%%

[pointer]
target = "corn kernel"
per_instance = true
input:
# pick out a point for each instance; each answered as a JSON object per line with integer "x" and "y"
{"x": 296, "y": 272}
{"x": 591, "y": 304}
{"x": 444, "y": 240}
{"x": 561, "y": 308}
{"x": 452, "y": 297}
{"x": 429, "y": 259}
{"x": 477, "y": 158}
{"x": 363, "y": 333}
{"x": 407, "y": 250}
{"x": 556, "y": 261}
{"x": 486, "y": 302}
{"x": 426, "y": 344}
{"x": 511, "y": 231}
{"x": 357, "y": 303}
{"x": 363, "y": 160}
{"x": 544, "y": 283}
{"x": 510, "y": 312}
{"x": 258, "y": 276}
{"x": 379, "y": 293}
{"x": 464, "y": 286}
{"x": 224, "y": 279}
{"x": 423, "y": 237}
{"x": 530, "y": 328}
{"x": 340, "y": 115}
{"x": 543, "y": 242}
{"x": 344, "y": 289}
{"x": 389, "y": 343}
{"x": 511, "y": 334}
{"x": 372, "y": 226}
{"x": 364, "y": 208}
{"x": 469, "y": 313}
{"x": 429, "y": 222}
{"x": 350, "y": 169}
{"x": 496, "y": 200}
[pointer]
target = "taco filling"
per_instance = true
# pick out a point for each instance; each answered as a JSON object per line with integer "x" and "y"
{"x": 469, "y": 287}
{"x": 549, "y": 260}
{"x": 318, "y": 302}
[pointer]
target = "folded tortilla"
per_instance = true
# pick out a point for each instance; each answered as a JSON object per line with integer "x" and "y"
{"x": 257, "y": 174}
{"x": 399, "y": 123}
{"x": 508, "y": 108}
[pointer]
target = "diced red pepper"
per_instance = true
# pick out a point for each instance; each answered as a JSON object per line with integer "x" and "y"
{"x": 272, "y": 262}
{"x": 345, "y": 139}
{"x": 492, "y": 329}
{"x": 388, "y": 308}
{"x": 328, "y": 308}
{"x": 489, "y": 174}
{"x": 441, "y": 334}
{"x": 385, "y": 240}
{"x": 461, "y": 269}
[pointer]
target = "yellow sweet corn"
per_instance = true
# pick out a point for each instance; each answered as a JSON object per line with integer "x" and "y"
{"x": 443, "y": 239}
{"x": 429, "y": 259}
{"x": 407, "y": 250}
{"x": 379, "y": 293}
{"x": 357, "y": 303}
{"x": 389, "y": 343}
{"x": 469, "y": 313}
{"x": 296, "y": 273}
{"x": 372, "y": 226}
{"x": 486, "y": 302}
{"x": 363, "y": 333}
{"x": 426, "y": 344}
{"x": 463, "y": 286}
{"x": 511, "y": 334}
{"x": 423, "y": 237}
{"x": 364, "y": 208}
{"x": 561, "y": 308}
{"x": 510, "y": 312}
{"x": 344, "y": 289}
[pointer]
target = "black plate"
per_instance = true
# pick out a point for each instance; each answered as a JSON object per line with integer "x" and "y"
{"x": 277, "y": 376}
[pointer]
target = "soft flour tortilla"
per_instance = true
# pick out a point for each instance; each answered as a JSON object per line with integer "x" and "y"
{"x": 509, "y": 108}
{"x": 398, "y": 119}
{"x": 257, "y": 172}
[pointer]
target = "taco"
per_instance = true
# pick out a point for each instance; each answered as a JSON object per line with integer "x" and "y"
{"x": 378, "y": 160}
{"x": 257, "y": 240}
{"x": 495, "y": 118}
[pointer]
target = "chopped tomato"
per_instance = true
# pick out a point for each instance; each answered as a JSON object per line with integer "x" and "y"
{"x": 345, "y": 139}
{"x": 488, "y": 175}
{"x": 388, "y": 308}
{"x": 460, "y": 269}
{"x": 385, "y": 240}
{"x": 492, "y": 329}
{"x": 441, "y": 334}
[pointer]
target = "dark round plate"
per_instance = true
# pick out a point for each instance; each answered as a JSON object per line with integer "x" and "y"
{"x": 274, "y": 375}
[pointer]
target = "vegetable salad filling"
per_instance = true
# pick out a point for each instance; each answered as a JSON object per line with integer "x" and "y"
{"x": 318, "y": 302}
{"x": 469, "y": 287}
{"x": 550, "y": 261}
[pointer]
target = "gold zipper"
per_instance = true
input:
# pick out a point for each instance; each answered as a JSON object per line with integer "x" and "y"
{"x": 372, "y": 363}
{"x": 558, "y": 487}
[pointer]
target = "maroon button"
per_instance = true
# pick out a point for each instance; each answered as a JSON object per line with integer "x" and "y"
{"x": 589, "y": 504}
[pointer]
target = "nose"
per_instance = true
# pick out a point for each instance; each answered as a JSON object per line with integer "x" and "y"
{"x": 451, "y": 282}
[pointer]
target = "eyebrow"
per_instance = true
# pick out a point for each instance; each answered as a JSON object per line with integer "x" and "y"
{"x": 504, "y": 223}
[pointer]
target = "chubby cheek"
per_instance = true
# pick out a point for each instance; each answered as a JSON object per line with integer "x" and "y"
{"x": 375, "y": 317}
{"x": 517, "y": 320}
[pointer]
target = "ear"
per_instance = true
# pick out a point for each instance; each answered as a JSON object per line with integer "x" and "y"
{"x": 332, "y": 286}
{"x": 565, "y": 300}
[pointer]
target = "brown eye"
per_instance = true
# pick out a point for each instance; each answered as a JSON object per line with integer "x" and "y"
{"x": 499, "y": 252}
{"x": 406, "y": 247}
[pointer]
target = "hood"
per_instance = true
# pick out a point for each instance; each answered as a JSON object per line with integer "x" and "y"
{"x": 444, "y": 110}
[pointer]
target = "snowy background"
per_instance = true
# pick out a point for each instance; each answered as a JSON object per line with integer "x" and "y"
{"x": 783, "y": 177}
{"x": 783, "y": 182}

%%

**Instruction**
Nothing should be left out: return all of the records exactly.

**Result of this task**
[pointer]
target = "corn kernel"
per_instance = true
input:
# pick out a point for each instance; each answered as a JSON object per line with integer "x" and "y"
{"x": 296, "y": 272}
{"x": 591, "y": 304}
{"x": 444, "y": 240}
{"x": 561, "y": 308}
{"x": 452, "y": 297}
{"x": 429, "y": 259}
{"x": 477, "y": 158}
{"x": 363, "y": 333}
{"x": 407, "y": 250}
{"x": 556, "y": 261}
{"x": 486, "y": 302}
{"x": 426, "y": 344}
{"x": 511, "y": 231}
{"x": 357, "y": 303}
{"x": 363, "y": 160}
{"x": 544, "y": 283}
{"x": 510, "y": 312}
{"x": 258, "y": 276}
{"x": 379, "y": 293}
{"x": 464, "y": 286}
{"x": 224, "y": 279}
{"x": 423, "y": 237}
{"x": 530, "y": 328}
{"x": 340, "y": 115}
{"x": 543, "y": 242}
{"x": 344, "y": 289}
{"x": 389, "y": 343}
{"x": 511, "y": 334}
{"x": 372, "y": 226}
{"x": 364, "y": 208}
{"x": 469, "y": 313}
{"x": 429, "y": 222}
{"x": 350, "y": 169}
{"x": 496, "y": 200}
[pointer]
target = "taco filling"
per_instance = true
# pick out a point for each instance; each answered as a JSON object per line with integer "x" and "y"
{"x": 469, "y": 287}
{"x": 549, "y": 260}
{"x": 318, "y": 302}
[pointer]
target = "folded tortilla"
per_instance = true
# pick out a point for each instance; each answered as a JSON object per line with integer "x" and "y"
{"x": 257, "y": 174}
{"x": 399, "y": 123}
{"x": 508, "y": 108}
[pointer]
target = "diced red pepper"
per_instance = true
# pick out a point for each instance; each answered as a JSON object per line with integer "x" and "y"
{"x": 272, "y": 262}
{"x": 345, "y": 139}
{"x": 492, "y": 329}
{"x": 388, "y": 308}
{"x": 328, "y": 308}
{"x": 489, "y": 174}
{"x": 441, "y": 334}
{"x": 385, "y": 240}
{"x": 461, "y": 269}
[pointer]
target = "yellow sweet corn"
per_instance = true
# pick out a point for each instance; each answered as a JSON object per line with integer "x" and "y"
{"x": 443, "y": 239}
{"x": 429, "y": 259}
{"x": 407, "y": 250}
{"x": 379, "y": 293}
{"x": 357, "y": 303}
{"x": 389, "y": 343}
{"x": 469, "y": 313}
{"x": 296, "y": 273}
{"x": 372, "y": 226}
{"x": 486, "y": 302}
{"x": 363, "y": 333}
{"x": 426, "y": 344}
{"x": 463, "y": 286}
{"x": 511, "y": 334}
{"x": 423, "y": 237}
{"x": 364, "y": 208}
{"x": 561, "y": 308}
{"x": 510, "y": 312}
{"x": 344, "y": 289}
[pointer]
target = "black plate"
per_instance = true
# pick out a point for each instance; each answered as a JSON object per line with integer "x" and "y"
{"x": 277, "y": 376}
[pointer]
target = "soft flour tortilla"
per_instance = true
# pick out a point for each instance; each answered as a JSON object per line with integer "x" and "y"
{"x": 509, "y": 108}
{"x": 398, "y": 119}
{"x": 257, "y": 172}
[pointer]
target = "taco"
per_instance = true
# pick out a point for each instance; each answered as a JSON object per line with integer "x" and "y"
{"x": 378, "y": 160}
{"x": 257, "y": 240}
{"x": 495, "y": 118}
[pointer]
target = "chopped tomato"
per_instance = true
# pick out a point for each instance; each answered as a JSON object per line with integer "x" and "y"
{"x": 345, "y": 139}
{"x": 488, "y": 175}
{"x": 388, "y": 308}
{"x": 460, "y": 269}
{"x": 385, "y": 240}
{"x": 492, "y": 329}
{"x": 441, "y": 334}
[pointer]
target = "dark round plate"
per_instance = true
# pick out a point for each instance; each answered as a JSON object per line with integer "x" and "y"
{"x": 274, "y": 375}
[pointer]
target = "vegetable salad filling"
per_instance = true
# pick out a point for each instance; each answered as a JSON object per line with integer "x" and "y"
{"x": 318, "y": 302}
{"x": 469, "y": 287}
{"x": 550, "y": 261}
[pointer]
target = "gold zipper"
per_instance = true
input:
# pick out a point for each instance; each answered as a JSON object per line with integer "x" and "y"
{"x": 372, "y": 363}
{"x": 558, "y": 487}
[pointer]
target = "maroon button"
per_instance = true
# pick out a point for each instance; each answered as a JSON object per line with integer "x" and "y"
{"x": 589, "y": 504}
[pointer]
target = "nose"
per_instance = true
# pick out a point for each instance; each answered as a JSON object per line with integer "x" and "y"
{"x": 451, "y": 282}
[pointer]
target = "eyebrow"
per_instance = true
# pick out a point for each instance; each answered as a JSON object per line with integer "x" and "y"
{"x": 504, "y": 223}
[pointer]
target = "chubby cheek"
per_instance = true
# pick out a point for each instance; each answered as a JSON object per line with integer "x" and "y"
{"x": 375, "y": 317}
{"x": 517, "y": 320}
[pointer]
target = "ear"
per_instance = true
# pick out a point for each instance; each answered as a JSON object per line with integer "x" and "y"
{"x": 332, "y": 286}
{"x": 565, "y": 300}
[pointer]
target = "brown eye"
per_instance = true
# pick out a point for each instance; each answered as a JSON object per line with integer "x" and "y"
{"x": 499, "y": 252}
{"x": 406, "y": 247}
[pointer]
target = "hood"
per_instance = true
# pick out a point for each instance; each answered as a JSON object per line with integer "x" and "y"
{"x": 444, "y": 110}
[pointer]
target = "snowy background"
per_instance = true
# pick out a point for each instance; each answered as a JSON object per line with integer "x" and "y"
{"x": 783, "y": 177}
{"x": 783, "y": 182}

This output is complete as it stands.